** Begin Dataset excerpts **

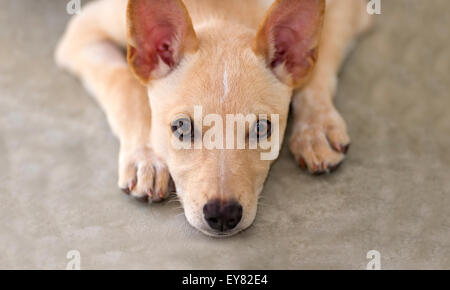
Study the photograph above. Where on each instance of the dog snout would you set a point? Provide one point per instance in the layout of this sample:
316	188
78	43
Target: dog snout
222	216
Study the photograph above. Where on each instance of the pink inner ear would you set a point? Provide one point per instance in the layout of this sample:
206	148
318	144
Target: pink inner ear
156	27
294	29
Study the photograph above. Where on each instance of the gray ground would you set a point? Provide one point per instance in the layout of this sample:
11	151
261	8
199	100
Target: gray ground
58	164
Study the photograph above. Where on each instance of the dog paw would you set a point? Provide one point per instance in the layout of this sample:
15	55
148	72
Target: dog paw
143	175
320	141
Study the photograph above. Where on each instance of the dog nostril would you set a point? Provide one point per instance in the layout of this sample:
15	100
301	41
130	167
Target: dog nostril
222	216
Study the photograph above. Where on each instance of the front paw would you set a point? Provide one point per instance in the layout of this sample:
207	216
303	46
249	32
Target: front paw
143	175
320	141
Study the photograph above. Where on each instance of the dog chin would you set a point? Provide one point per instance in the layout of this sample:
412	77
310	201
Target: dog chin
220	235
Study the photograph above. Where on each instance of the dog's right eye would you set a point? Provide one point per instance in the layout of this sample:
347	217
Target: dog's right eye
182	128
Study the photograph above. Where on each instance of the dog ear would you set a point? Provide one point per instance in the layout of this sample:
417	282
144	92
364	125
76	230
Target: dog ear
288	38
160	32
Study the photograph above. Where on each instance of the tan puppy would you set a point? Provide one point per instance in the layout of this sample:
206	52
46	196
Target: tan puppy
229	57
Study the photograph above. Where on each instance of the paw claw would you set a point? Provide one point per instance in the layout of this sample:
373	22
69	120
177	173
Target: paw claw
143	175
319	142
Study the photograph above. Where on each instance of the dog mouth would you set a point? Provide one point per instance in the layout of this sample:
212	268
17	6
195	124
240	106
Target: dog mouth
221	235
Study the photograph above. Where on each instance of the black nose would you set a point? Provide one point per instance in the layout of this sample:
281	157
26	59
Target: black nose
222	216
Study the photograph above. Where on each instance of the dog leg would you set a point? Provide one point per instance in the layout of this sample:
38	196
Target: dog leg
90	49
319	139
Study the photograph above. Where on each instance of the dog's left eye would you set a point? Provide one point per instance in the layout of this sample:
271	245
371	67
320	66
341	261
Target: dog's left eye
262	129
182	128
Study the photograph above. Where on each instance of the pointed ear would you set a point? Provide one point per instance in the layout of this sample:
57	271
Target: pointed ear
160	32
288	38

** End Dataset excerpts **

Directions: Render the material as a JSON list of strings, one string per line, from the line containing "Study the photograph above. Where on each instance of the tan" through the last line of the material. Leave out blank lines.

Task answer:
[
  "Study the photograph above. Where on each instance of the tan puppy would you set a point? Provide one point per instance in the layout of this sample:",
  "206\t52",
  "46\t196",
  "Target: tan puppy",
  "229\t57",
  "Study the photograph above. Where on each instance of the paw claw would you set a point? Provide one point per instance in the layout of this sample:",
  "373\t22",
  "69\t120",
  "177\t173",
  "Target: paw claw",
  "143\t175",
  "319\t142",
  "Study the photograph above. Where on each instance of the dog mouth would you set a point? Provide one point per instance in the layout of this sample:",
  "212\t268",
  "17\t6",
  "195\t124",
  "240\t106",
  "Target: dog mouth",
  "221\t235",
  "Study the photograph above. Where on each instance of the black nose would you set a point? Provide one point per instance in the layout of this sample:",
  "281\t157",
  "26\t59",
  "Target: black nose",
  "222\t216",
  "Study the photograph above. Where on each instance of the dog leg would you set a point? Provide one point per instance in the layout of this sample:",
  "38\t196",
  "Target: dog leg",
  "90\t49",
  "319\t139",
  "Study the photograph above. Where on each instance of the dog's left eye would you set a point? Provide one point per instance in the layout of this sample:",
  "271\t245",
  "371\t67",
  "320\t66",
  "341\t261",
  "Target: dog's left eye",
  "262\t129",
  "182\t128",
  "Study the photograph above. Where on each instance of the pointed ear would you set a point? Provide one point per instance in the layout of this sample:",
  "57\t271",
  "Target: pointed ear",
  "160\t32",
  "288\t38"
]